**Given request**. Update the lines below so that "planogram checker" becomes "layout checker" everywhere it occurs, with everything else left as it is.

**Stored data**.
--- --- ---
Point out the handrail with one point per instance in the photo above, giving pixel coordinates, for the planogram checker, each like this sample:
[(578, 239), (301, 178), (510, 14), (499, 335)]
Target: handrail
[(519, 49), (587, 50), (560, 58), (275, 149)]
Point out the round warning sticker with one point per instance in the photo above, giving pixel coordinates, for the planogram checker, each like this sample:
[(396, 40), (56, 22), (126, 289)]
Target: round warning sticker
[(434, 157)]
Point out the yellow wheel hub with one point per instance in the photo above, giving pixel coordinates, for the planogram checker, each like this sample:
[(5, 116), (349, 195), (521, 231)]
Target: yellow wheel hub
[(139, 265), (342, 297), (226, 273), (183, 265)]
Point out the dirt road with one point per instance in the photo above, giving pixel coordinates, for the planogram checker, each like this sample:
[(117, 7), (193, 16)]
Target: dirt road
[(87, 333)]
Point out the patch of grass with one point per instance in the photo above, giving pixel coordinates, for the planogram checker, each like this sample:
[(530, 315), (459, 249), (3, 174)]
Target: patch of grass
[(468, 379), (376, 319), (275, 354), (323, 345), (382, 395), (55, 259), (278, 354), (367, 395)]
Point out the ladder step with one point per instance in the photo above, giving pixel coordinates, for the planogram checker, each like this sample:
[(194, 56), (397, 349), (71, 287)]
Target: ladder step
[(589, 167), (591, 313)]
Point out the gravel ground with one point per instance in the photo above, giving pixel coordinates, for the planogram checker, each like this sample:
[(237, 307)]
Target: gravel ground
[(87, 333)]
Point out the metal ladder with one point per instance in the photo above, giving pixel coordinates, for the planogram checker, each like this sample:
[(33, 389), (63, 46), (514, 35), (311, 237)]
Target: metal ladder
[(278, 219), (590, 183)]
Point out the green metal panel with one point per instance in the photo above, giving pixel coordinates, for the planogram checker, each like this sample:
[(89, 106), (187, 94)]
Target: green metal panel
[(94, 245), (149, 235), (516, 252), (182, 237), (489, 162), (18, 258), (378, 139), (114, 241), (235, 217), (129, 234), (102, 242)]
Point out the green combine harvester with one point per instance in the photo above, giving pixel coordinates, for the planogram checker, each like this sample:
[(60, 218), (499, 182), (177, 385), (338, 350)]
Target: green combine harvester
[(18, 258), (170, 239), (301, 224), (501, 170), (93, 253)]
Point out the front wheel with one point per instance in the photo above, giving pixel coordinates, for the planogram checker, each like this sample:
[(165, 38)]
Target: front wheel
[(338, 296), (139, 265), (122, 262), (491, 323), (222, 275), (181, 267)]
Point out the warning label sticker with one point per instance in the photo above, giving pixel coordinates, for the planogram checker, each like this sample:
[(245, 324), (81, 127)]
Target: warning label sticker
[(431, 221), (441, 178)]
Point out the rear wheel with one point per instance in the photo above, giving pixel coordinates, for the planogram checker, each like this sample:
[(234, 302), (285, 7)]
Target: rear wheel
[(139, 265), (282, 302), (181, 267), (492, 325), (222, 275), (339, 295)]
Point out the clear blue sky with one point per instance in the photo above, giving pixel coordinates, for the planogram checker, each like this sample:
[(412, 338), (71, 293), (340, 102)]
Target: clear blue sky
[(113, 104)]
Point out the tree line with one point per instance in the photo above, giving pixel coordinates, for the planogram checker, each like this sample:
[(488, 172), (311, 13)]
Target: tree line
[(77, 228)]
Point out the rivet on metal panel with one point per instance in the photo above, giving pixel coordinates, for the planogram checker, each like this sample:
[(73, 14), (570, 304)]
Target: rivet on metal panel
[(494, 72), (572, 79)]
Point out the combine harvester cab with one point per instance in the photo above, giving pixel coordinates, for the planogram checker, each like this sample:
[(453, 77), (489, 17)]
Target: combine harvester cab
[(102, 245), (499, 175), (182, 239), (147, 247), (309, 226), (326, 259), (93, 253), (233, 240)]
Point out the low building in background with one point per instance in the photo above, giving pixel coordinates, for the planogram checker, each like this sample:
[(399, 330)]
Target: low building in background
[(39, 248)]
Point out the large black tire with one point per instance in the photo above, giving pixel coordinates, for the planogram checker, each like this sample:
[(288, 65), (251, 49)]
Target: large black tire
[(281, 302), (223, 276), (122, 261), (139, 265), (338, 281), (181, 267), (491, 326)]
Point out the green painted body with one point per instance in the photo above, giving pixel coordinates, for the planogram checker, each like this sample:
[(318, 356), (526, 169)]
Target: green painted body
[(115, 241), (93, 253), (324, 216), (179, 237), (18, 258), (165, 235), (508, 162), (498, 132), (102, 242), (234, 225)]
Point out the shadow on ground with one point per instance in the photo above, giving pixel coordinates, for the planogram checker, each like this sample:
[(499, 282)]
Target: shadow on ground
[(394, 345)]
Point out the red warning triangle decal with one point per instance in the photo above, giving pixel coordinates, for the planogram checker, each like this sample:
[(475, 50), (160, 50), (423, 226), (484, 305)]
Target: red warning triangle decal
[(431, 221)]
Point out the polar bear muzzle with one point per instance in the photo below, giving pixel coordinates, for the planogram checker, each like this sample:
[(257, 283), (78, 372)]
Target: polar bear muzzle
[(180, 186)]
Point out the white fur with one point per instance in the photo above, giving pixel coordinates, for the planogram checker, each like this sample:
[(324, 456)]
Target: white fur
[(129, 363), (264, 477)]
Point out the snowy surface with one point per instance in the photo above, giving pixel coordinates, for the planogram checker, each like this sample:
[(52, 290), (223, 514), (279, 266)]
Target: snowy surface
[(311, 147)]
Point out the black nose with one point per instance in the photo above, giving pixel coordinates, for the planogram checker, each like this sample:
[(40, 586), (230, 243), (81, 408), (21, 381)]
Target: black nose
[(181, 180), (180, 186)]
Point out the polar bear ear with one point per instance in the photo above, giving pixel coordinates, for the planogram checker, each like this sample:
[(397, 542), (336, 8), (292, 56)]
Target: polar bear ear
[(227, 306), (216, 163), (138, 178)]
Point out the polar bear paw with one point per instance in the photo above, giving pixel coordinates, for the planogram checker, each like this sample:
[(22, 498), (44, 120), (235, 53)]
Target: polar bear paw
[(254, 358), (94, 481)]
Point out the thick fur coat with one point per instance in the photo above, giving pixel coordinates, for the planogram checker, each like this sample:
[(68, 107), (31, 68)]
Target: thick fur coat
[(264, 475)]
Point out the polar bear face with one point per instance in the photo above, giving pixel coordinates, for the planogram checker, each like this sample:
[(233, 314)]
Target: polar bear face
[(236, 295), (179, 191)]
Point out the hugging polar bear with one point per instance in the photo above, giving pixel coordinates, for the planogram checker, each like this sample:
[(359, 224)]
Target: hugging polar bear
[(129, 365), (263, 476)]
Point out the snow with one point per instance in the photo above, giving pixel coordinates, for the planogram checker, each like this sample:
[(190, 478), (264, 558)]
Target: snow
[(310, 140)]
--- --- ---
**Response**.
Point out the handrail with one point per instance in the photo above, giving pixel coordinates, for the layout checker, each like this sample:
[(578, 239), (301, 178), (510, 14), (499, 335)]
Target: handrail
[(519, 49), (587, 50), (560, 58), (275, 149)]
Point out the round warning sticker with one point per instance in the photo above, giving pixel coordinates, for the layout checker, each like this sample:
[(396, 40), (56, 22), (126, 289)]
Target: round warning sticker
[(434, 157)]
Point out the yellow wheel hub with one point per instance in the photo above, giving pixel coordinates, for the layout checker, each like this sample:
[(5, 116), (349, 195), (521, 231)]
Target: yellow wheel hub
[(139, 265), (342, 297), (226, 273), (183, 265)]
Point out the dirt road with one point per instance in the photo above, giving pixel coordinates, for the layout checker, each like this sample:
[(117, 7), (193, 16)]
Target: dirt road
[(87, 333)]
Point out the patch of grass with one point per instance in the photo above, giving pixel coordinates, for the layout checker, each like this sample:
[(530, 315), (459, 249), (3, 174)]
Target: patch of grass
[(468, 379), (376, 319), (275, 354), (323, 345), (382, 395), (55, 259), (278, 354), (367, 395)]
Point out the ladder step with one point per instance in the photo above, giving pixel coordinates, for the layout checker, each like this sample:
[(194, 56), (397, 349), (71, 287)]
Target: ladder step
[(589, 167), (591, 313)]
Point out the gravel ground with one point per instance in the photo above, giving pixel coordinates, for the layout checker, each like this sample:
[(237, 307)]
Target: gravel ground
[(87, 333)]
Point out the metal ladder with one point per instance in the photo above, giving pixel coordinates, for the layout checker, each like this sample:
[(33, 389), (63, 46), (514, 35), (311, 237)]
Target: metal ladder
[(278, 219), (590, 183)]
Point out the green metal panel with one point per instance in the photo above, giving pixel coordinates, for the layout checker, each like this sample:
[(89, 106), (187, 94)]
Target: green metal panel
[(94, 245), (149, 235), (516, 252), (182, 237), (489, 162), (18, 258), (378, 139), (114, 241), (235, 217), (129, 234), (102, 242)]
Point out the green combine harvester with one point per instance in the photo above, giving pixel coordinates, for the layout checker, each like this sample:
[(60, 218), (499, 182), (177, 385), (338, 350)]
Target: green combine harvester
[(18, 258), (170, 239), (301, 224), (501, 170), (93, 253)]
Point out the front wheel with one point per instance in the photo above, giving pixel coordinates, for the layout checker, each like this sample:
[(165, 38)]
Target: front wheel
[(338, 296), (139, 265), (122, 262), (491, 323), (222, 275), (181, 267)]
Point out the warning label sticker with one point per instance in the photo above, giving pixel coordinates, for the layout checker, each like this sample:
[(245, 324), (81, 127)]
Target: warning label sticker
[(431, 221), (441, 178)]
Point out the rear wheel with one point per instance in the photo above, giving pixel coordinates, for the layout checker, each like this sample:
[(234, 302), (285, 7)]
Target: rear wheel
[(139, 265), (282, 302), (181, 267), (492, 325), (222, 275), (339, 295)]
Point out the clear blue sky with one point per instance in the photo above, giving pixel coordinates, for the layout checker, each like this sample:
[(412, 338), (71, 293), (340, 102)]
Target: clear blue sky
[(113, 104)]
Point out the tree line with one point per instance in the photo above, giving pixel coordinates, for the layout checker, each like this sample:
[(488, 172), (311, 13)]
Target: tree line
[(77, 228)]
Point out the rivet on metal panel with one point per instance in the photo above, giving pixel coordinates, for the layout checker, each like this sample:
[(73, 14), (570, 304)]
Target: rivet on metal panel
[(494, 72), (572, 79)]
Point out the combine harvester cab with one point per instance in the photo above, giving pixel coordinates, for the layout checker, each like this sample:
[(453, 77), (489, 17)]
Target: combine harvester cab
[(102, 245), (499, 175), (182, 239), (147, 247), (309, 226), (326, 259), (93, 253), (233, 240)]
Point out the low building in background with one point per instance in the photo above, giving pixel coordinates, for the layout checker, each like this sample:
[(399, 330)]
Target: low building in background
[(39, 248)]
Point out the large black tire with one point per instance in the photo above, giving pixel coordinates, for the layout checker, each like this sample:
[(288, 65), (251, 49)]
Target: large black tire
[(281, 302), (223, 276), (122, 261), (139, 265), (338, 281), (181, 267), (491, 326)]
Point out the green painted body with one point per instance in the photo above, giving pixel coordinates, for the layout checker, each like this sample:
[(318, 356), (526, 169)]
Target: green painted body
[(115, 241), (93, 253), (324, 216), (179, 237), (18, 258), (165, 235), (508, 162), (498, 132), (102, 242), (234, 225)]
Point out the shadow on ground with one point per instance in the photo above, giving pixel coordinates, for the layout checker, each like this sample:
[(499, 282)]
Target: shadow on ground
[(394, 345)]
Point out the red warning triangle decal with one point per instance in the photo above, giving pixel coordinates, for the layout checker, each like this sample:
[(475, 50), (160, 50), (423, 226), (484, 305)]
Target: red warning triangle decal
[(431, 221)]
Point out the polar bear muzzle with one point per instance in the photo below, giving pixel coordinates, for the layout checker, each like this sample:
[(257, 283), (78, 372)]
Target: polar bear muzzle
[(180, 186)]
Point out the white fur with one point per instance in the photo above, giving pixel coordinates, for the layout checker, each like this sample:
[(324, 456)]
Target: white fur
[(129, 363), (264, 477)]
Point out the snowy surface with one point per instance in the photo above, giving pixel coordinates, for the layout checker, each like this sample:
[(52, 290), (223, 514), (279, 266)]
Target: snowy surface
[(311, 147)]
Point out the black nose with one point per instance in the photo above, giving pixel coordinates, for the layout checker, each like this sample:
[(40, 586), (230, 243), (81, 408), (21, 381)]
Target: black nose
[(181, 180), (180, 186)]
Point out the polar bear ear with one point per instance in the photo above, giving pixel coordinates, for the layout checker, each like this sample:
[(397, 542), (336, 8), (292, 56)]
Target: polar bear ear
[(227, 306), (216, 163), (138, 178)]
Point out the polar bear paw with one point per instance in the photo above, giving pixel coordinates, for the layout checker, each like this sample:
[(22, 498), (44, 120), (235, 53)]
Target: polar bear paw
[(254, 358), (94, 481)]
Point out the thick fur coat with one point per instance in the photo above, giving pixel coordinates, for the layout checker, each like this sample:
[(68, 107), (31, 68)]
Target: thick fur coat
[(264, 475)]
Point out the polar bear face with one point per instance in the photo above, giving pixel coordinates, for the layout checker, each like this sample:
[(233, 314)]
Target: polar bear face
[(236, 295), (179, 191)]
Point out the hugging polar bear with one point per instance in the photo above, giving pixel coordinates, for the layout checker, each like this sample:
[(359, 224)]
Target: hugging polar bear
[(129, 365), (263, 476)]
Point out the snow with one point per instance in the photo above, giving pixel coordinates, for the layout checker, each like this sample:
[(190, 478), (264, 558)]
Target: snow
[(310, 140)]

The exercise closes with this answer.